> **Written request**: Quote, exactly, the line holding "Tag every instance of the dark wooden" and all lines after it to the end of the records below. Exclude pictures.

--- START ---

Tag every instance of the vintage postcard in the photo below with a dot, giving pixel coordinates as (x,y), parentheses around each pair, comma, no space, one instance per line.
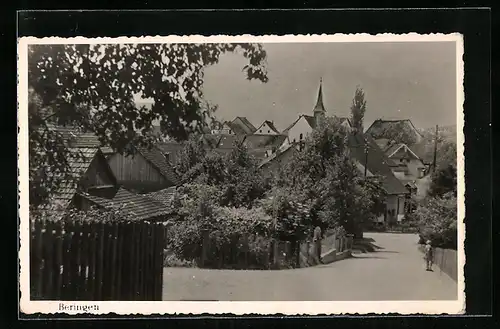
(296,175)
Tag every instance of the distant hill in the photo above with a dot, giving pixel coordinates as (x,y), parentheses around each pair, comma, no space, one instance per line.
(448,133)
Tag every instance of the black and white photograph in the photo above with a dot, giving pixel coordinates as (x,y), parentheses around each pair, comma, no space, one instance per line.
(256,174)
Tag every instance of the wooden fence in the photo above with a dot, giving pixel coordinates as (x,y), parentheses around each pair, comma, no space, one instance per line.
(96,261)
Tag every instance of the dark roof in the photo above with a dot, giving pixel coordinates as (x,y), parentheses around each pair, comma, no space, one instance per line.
(380,126)
(272,126)
(276,155)
(78,166)
(260,141)
(228,141)
(310,120)
(344,119)
(155,156)
(165,196)
(249,126)
(424,150)
(378,163)
(138,207)
(319,107)
(237,129)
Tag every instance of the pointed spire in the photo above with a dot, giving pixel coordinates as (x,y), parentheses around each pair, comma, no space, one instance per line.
(319,103)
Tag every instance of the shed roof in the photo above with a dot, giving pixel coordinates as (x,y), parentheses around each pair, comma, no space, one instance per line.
(155,156)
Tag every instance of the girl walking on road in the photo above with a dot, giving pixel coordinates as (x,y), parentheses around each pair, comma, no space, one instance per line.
(428,256)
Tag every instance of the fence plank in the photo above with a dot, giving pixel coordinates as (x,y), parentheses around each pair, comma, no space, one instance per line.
(66,278)
(91,294)
(114,270)
(85,257)
(100,261)
(78,266)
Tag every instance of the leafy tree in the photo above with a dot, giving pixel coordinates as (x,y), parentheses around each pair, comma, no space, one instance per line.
(330,182)
(92,87)
(358,109)
(444,181)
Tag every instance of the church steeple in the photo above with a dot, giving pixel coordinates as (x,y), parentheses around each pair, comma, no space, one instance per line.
(319,109)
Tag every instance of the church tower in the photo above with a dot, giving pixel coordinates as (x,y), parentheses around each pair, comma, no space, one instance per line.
(319,109)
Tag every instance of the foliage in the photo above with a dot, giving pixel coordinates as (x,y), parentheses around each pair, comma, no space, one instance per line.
(291,214)
(438,220)
(235,174)
(398,132)
(330,183)
(92,88)
(444,181)
(358,109)
(201,212)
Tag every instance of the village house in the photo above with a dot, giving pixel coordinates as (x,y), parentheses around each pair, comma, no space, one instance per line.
(305,124)
(242,126)
(89,174)
(146,170)
(134,206)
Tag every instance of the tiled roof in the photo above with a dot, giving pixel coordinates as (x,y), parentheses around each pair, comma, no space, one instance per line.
(236,128)
(270,124)
(62,197)
(259,141)
(138,207)
(276,155)
(155,156)
(378,163)
(165,196)
(310,120)
(228,141)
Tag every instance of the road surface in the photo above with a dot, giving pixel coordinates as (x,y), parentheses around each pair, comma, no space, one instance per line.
(394,272)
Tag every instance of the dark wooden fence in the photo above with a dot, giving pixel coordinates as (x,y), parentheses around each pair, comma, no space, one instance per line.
(270,254)
(96,261)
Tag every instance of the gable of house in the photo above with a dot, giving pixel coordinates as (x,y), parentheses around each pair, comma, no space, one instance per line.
(300,128)
(130,205)
(145,170)
(376,162)
(89,172)
(267,128)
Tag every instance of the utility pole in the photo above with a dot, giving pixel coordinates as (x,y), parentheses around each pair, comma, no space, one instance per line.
(435,150)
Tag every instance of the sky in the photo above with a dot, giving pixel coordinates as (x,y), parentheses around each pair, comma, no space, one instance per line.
(401,80)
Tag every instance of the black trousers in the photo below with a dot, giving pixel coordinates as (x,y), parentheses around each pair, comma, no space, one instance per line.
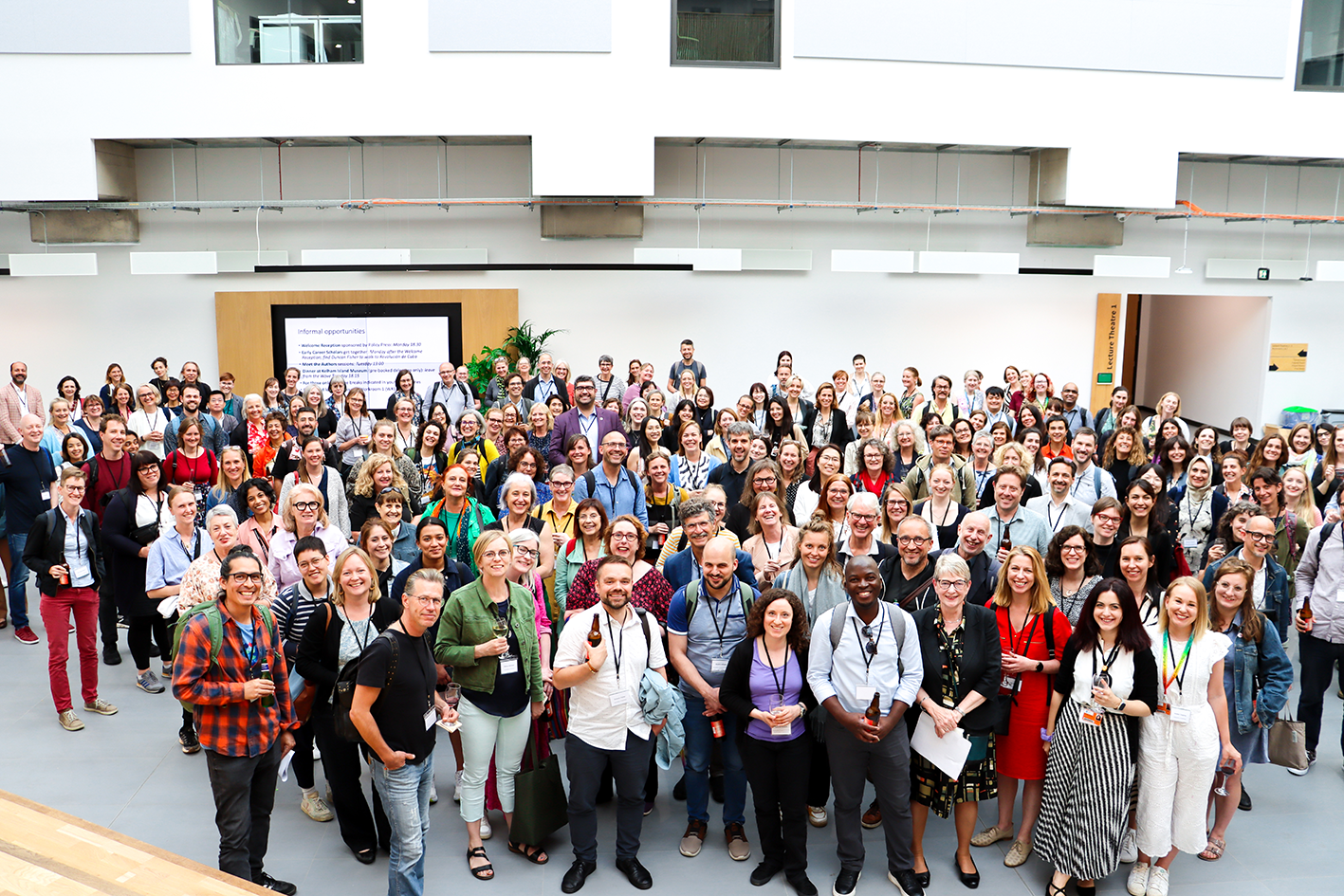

--- END ---

> **Task response**:
Tag every instance of the dark wooden fence in the photo above with a dot, giving pixel coordinates as (x,y), parentheses around each pair, comma, no space, one instance per line.
(270,254)
(96,261)
Tag every instance of the gable of house in the photo above with a dot, giving pixel coordinates as (x,y), parentheses around each pair, comma, no space, one instance per line.
(300,128)
(130,205)
(145,170)
(376,162)
(89,172)
(267,128)
Tag every instance of the utility pole in the photo above with a dot, giving pixel coordinates as (x,y), parentheses around each pair, comma, no space, one instance per line.
(435,150)
Tag every instance of the sky in the photo above with a dot, giving pixel coordinates as (x,y), parentheses around each pair, comma, no space, one instance per line.
(401,80)
Tag every instance of the black trousers in the photo below with a dot, giving pixel coordinates as (x,y), parentheses around each pair, comma, no space, one instance per line.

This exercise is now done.